-- Begin Recorded data --

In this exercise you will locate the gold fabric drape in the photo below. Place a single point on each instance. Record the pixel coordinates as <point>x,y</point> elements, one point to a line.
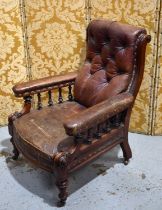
<point>52,34</point>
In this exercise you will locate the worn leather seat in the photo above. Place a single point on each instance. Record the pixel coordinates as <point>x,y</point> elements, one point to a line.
<point>63,137</point>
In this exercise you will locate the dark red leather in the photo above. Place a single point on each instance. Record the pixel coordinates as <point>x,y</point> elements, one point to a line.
<point>44,83</point>
<point>109,61</point>
<point>97,114</point>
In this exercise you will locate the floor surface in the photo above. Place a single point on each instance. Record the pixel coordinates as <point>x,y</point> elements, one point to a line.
<point>105,184</point>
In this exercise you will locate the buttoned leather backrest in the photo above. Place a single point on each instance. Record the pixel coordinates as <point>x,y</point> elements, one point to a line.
<point>108,67</point>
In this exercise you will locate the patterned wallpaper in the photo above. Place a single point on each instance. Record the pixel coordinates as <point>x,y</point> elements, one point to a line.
<point>54,33</point>
<point>12,63</point>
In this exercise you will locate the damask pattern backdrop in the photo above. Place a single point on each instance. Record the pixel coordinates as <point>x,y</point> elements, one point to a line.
<point>55,39</point>
<point>56,31</point>
<point>12,63</point>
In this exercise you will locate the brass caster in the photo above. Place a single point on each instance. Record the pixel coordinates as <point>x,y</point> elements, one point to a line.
<point>61,203</point>
<point>126,162</point>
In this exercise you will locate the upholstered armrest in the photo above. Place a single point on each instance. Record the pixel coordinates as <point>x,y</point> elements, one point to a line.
<point>44,84</point>
<point>97,114</point>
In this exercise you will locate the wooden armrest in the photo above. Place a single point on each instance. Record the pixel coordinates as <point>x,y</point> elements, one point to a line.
<point>97,114</point>
<point>44,84</point>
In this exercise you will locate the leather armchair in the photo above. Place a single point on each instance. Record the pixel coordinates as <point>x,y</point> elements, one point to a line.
<point>64,136</point>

-- End Recorded data --

**What you will do**
Reproduce all of the data above word for word, but omit the picture.

**Finished answer**
In this exercise you will locate the gold fabric drape in the photo below. Place a single point on each instance. Record the pixel coordinates as <point>x,y</point> elements, one point to a line.
<point>52,34</point>
In this exercise you will locate the worn leather seat in the photo above. Place a single point on each instance. Record the pixel coordinates as <point>x,y</point> elements, one point to a line.
<point>63,137</point>
In this exercise you will locate the dark red leather in the photo above. Place a single point on each instance. Record the pixel coordinates as <point>x,y</point> elements, one point to a line.
<point>44,83</point>
<point>109,61</point>
<point>97,114</point>
In this exercise you will locate the floor surface in the photo above. Place a single point on each instance. Record the pixel coordinates as <point>x,y</point> elements, one point to a line.
<point>105,184</point>
In this exercise you will locate the buttoned leather backrest in the photo above. Place a single point on each instance. Record the pixel coordinates as <point>x,y</point> elements, one point to a line.
<point>108,67</point>
In this exercise you will locate the patterned wallpaper in the photo above. Place a single point on each instance. Record the pixel coordinates as <point>x,y</point> elements, one point to a line.
<point>54,33</point>
<point>12,63</point>
In this exercise you will locate the damask pattern backdrop in the photo above. Place a single point on each instance. Record the pixel coordinates as <point>x,y</point> elements, one point to a line.
<point>55,39</point>
<point>56,31</point>
<point>12,63</point>
In this exercise you will locate the brass caster in the photo above. Place a single point on each instance. Record the pixel coordinates as <point>x,y</point> elements, one point to a line.
<point>61,203</point>
<point>126,162</point>
In this exercise you will locate the upholstered armrest in the photo above. Place a single point on each instance. Record the pixel coordinates as <point>x,y</point> elements, one point to a line.
<point>44,84</point>
<point>97,114</point>
In this exercise you will locate the wooden armrest in the photo above. Place a single point on each instance. Record the pixel coordinates as <point>x,y</point> elements, one point to a line.
<point>97,114</point>
<point>44,84</point>
In this exercise you will locate the leather armchair in the photo above. Place a single point on each instance. Record the pixel coordinates as <point>x,y</point> elements, one point to a line.
<point>64,136</point>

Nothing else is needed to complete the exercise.